▶ [Exercise]: Below is a listing; restate from it, character for character, the lines beginning at the line holding "Target: ship mast" and ending at the line holding "Target: white cruise ship hull", both included.
-- Input data follows --
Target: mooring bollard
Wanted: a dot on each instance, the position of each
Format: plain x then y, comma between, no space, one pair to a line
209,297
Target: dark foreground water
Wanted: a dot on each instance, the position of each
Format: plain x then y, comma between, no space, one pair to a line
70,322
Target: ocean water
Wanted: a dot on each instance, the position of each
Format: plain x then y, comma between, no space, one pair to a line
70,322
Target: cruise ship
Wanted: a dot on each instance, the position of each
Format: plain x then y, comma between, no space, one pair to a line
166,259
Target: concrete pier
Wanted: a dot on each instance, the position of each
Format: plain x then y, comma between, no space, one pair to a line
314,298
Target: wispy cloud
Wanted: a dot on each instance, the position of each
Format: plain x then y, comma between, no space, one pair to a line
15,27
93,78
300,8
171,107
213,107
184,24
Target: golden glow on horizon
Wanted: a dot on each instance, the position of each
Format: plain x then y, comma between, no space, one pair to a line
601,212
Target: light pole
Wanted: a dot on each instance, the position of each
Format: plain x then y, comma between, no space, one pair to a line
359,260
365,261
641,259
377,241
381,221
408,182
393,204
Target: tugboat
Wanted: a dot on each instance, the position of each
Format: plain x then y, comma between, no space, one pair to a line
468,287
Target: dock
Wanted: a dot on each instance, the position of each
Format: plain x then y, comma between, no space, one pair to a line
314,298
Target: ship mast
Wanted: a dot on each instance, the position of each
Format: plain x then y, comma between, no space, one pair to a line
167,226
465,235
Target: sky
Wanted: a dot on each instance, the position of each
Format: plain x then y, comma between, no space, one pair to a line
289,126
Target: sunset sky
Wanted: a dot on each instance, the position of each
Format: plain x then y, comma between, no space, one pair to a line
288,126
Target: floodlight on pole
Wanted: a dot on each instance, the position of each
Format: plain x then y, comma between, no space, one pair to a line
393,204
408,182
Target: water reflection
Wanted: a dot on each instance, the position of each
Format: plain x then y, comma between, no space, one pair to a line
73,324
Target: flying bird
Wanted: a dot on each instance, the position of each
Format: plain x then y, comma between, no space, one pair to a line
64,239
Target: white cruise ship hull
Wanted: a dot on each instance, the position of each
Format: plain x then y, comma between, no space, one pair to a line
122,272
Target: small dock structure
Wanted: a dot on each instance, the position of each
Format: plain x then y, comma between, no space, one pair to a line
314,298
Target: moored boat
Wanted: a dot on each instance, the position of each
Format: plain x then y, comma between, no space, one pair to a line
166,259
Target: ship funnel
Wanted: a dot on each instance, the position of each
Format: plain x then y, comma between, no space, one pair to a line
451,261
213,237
-- Input data concluded --
-- Input data follows --
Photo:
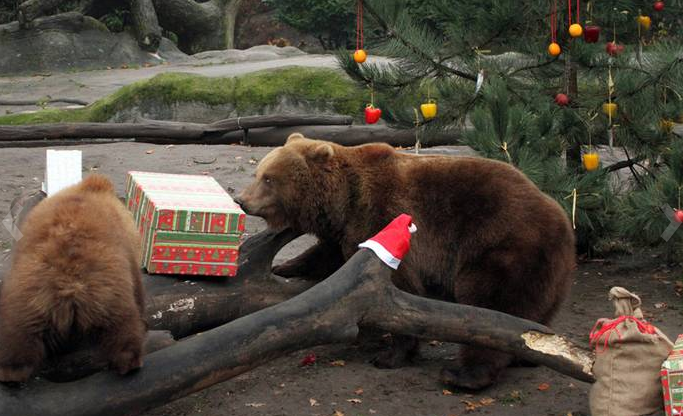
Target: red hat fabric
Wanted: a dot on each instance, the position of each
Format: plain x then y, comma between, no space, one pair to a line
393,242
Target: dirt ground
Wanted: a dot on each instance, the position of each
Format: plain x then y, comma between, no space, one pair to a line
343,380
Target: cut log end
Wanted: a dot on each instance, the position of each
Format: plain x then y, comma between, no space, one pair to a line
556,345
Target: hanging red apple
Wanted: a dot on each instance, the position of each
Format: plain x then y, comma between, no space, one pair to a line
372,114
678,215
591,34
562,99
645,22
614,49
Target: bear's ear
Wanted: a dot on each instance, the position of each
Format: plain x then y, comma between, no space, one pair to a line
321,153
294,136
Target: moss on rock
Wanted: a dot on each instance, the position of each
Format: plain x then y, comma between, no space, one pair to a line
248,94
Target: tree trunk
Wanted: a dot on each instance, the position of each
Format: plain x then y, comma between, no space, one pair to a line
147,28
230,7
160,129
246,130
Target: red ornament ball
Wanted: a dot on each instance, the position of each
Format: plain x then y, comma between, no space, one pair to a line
-- Input data concluded --
▶ [Exercise output]:
Target: ship mast
Wanted: a dot on each instance, the position of each
Format: plain x then y, comma between, no space, one pair to a line
167,226
465,235
Target: sky
Wanted: a dot on each instance, the position of each
Format: plain x then y, comma between, no space, one pair to a line
289,126
Target: sunset sky
Wanted: a dot on each instance, the position of each
Format: plain x then y, comma between, no space, one pair to a line
288,126
Target: floodlight on pole
Wanted: a dot on each instance, the position of each
Format: plain x then y, comma between, no space, one pair to a line
393,204
408,182
Target: water reflection
Wanted: a dot on each instance, the position of each
Format: plain x then y, comma between, no space, one pair to a line
73,324
Target: flying bird
Wanted: a dot on each instance, the position of each
Format: plain x then y, comma between, no space, one pair to a line
64,239
Target: white cruise ship hull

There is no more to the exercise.